Point-per-instance localization data >>
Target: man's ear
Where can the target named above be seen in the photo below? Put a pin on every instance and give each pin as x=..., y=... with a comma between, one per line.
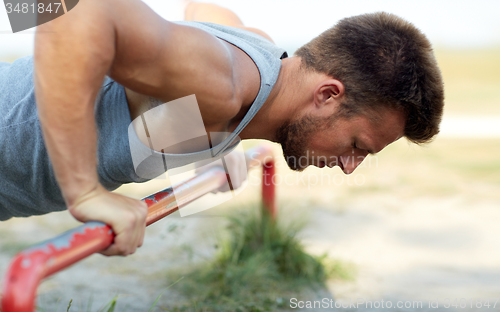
x=328, y=92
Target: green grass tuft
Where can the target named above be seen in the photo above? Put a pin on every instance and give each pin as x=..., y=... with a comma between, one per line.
x=261, y=263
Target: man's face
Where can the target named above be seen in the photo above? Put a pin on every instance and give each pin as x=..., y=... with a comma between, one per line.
x=338, y=141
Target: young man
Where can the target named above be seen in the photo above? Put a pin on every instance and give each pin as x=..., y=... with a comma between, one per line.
x=353, y=90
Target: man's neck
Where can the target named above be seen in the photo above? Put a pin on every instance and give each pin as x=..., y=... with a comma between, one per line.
x=285, y=101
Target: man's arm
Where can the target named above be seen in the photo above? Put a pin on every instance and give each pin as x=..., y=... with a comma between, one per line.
x=212, y=13
x=128, y=41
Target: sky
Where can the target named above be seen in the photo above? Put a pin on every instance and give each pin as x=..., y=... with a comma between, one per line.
x=448, y=23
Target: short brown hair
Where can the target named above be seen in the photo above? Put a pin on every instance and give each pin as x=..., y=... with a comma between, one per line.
x=382, y=60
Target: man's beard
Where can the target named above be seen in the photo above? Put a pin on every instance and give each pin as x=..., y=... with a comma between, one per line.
x=294, y=136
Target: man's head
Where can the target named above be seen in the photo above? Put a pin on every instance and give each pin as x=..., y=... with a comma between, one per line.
x=379, y=69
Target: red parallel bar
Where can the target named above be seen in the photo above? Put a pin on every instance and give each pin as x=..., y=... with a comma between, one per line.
x=31, y=266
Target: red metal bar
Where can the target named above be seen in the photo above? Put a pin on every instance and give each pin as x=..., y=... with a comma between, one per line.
x=30, y=266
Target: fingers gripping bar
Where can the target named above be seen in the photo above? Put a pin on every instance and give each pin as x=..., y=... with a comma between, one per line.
x=31, y=266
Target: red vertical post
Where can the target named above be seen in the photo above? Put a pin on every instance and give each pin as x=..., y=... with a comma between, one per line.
x=268, y=187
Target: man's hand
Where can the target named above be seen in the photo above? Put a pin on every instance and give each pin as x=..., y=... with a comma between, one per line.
x=126, y=216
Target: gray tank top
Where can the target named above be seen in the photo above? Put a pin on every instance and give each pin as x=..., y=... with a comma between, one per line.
x=27, y=182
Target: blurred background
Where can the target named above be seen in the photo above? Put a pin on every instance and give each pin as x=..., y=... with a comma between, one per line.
x=417, y=222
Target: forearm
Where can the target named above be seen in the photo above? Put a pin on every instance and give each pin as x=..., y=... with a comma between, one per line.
x=72, y=55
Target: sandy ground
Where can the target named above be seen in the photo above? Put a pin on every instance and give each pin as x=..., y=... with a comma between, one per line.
x=426, y=249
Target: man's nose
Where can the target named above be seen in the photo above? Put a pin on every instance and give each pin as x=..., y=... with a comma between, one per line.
x=351, y=162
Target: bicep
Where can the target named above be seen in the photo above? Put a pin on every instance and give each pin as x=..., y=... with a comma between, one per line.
x=177, y=61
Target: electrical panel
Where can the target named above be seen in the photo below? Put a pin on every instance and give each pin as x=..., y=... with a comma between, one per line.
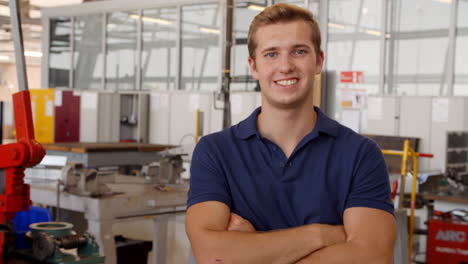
x=99, y=112
x=383, y=114
x=134, y=113
x=242, y=105
x=43, y=112
x=67, y=116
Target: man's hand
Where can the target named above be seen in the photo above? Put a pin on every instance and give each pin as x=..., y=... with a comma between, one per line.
x=237, y=223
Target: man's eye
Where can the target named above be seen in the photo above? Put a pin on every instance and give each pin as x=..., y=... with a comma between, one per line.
x=301, y=52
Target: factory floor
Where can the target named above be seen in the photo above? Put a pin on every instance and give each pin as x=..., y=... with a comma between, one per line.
x=178, y=246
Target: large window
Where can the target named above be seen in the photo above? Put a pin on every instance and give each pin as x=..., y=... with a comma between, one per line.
x=59, y=55
x=122, y=52
x=88, y=56
x=201, y=54
x=159, y=51
x=240, y=71
x=421, y=46
x=461, y=54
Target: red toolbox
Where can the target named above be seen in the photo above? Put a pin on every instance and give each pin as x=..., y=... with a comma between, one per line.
x=447, y=242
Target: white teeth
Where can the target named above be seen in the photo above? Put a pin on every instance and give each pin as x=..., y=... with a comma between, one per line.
x=287, y=82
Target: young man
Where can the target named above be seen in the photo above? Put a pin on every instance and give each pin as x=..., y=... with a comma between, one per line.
x=288, y=184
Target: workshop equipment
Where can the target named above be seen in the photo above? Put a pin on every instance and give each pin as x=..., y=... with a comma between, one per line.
x=26, y=152
x=67, y=116
x=48, y=238
x=168, y=170
x=42, y=108
x=407, y=153
x=83, y=181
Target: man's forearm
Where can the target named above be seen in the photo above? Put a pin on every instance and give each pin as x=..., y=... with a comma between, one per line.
x=348, y=252
x=282, y=246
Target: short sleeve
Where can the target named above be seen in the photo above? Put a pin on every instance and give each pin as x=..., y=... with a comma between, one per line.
x=370, y=186
x=207, y=180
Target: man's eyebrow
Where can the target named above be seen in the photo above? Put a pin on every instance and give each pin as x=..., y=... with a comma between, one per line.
x=269, y=49
x=301, y=46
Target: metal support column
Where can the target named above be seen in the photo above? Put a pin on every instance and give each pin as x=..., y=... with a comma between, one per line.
x=178, y=83
x=227, y=65
x=383, y=46
x=104, y=51
x=325, y=94
x=391, y=47
x=138, y=85
x=18, y=44
x=71, y=79
x=450, y=61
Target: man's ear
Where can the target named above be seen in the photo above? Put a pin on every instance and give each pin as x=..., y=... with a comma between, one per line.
x=320, y=59
x=253, y=67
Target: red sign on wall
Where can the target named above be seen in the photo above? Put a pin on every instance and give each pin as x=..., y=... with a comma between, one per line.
x=447, y=242
x=351, y=77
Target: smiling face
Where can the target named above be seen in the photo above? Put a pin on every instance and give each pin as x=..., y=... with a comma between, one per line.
x=285, y=64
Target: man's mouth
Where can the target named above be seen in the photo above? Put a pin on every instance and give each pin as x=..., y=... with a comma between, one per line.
x=286, y=82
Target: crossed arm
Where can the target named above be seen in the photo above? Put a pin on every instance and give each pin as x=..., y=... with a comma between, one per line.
x=217, y=236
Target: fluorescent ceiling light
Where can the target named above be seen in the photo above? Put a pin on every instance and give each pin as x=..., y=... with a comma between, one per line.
x=50, y=3
x=4, y=58
x=373, y=32
x=334, y=25
x=256, y=7
x=35, y=28
x=35, y=13
x=4, y=10
x=151, y=19
x=30, y=53
x=209, y=30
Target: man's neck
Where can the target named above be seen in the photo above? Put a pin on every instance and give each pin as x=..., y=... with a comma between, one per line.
x=286, y=127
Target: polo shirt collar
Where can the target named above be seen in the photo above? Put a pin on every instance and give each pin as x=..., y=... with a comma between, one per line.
x=248, y=127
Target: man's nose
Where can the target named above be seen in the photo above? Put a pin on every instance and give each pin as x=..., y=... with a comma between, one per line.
x=286, y=64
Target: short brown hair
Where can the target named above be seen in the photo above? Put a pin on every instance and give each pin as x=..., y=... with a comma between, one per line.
x=282, y=13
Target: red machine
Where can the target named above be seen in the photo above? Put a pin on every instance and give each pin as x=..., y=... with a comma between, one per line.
x=447, y=242
x=26, y=152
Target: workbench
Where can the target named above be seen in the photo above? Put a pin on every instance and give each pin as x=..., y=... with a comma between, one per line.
x=107, y=154
x=447, y=203
x=134, y=199
x=137, y=200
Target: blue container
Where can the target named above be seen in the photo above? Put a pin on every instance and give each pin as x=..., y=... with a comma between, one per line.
x=23, y=219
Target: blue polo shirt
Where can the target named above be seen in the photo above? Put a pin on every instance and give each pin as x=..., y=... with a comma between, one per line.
x=331, y=169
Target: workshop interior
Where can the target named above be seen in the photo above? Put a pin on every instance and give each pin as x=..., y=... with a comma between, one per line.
x=102, y=103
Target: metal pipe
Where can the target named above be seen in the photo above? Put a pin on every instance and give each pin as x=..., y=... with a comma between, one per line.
x=404, y=171
x=17, y=34
x=413, y=204
x=227, y=65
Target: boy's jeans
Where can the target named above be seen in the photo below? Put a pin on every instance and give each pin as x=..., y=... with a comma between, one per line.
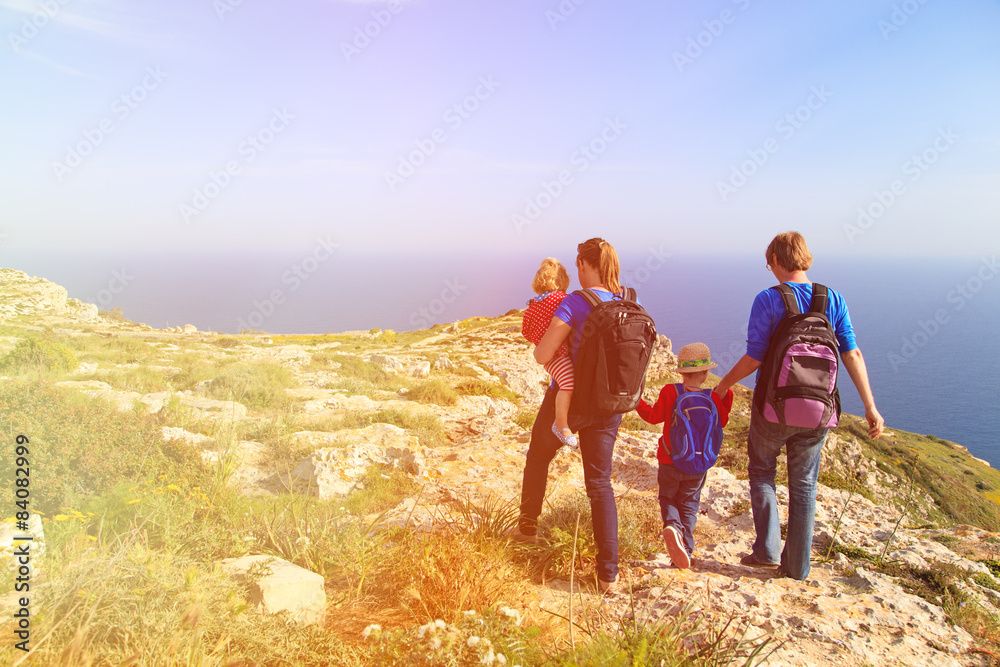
x=597, y=444
x=803, y=447
x=680, y=500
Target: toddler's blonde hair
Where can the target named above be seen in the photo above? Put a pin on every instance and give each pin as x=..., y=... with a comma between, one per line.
x=551, y=276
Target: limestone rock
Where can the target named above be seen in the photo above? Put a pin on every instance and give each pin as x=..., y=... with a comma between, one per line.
x=212, y=408
x=421, y=369
x=331, y=472
x=443, y=363
x=279, y=586
x=391, y=364
x=194, y=439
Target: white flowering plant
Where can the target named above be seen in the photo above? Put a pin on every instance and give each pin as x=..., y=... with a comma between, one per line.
x=493, y=637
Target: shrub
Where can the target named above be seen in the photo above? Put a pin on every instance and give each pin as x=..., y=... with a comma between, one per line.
x=81, y=446
x=39, y=355
x=258, y=386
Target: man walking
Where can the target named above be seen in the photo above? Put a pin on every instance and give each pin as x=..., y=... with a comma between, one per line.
x=788, y=258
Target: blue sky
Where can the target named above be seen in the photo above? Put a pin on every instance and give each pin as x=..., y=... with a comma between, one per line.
x=505, y=126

What is expected >> Copy nothing but the lines from the start of the entries through the line with "Target: green grass tuft". Write them out exactly, without pictures.

Answer to this task >>
Target: man's ear
Where can the target named above be seen in the photo below? Put a pin on every instance and give each pin as x=..., y=... with a comma between, one per line.
x=328, y=92
Target: green grass tuft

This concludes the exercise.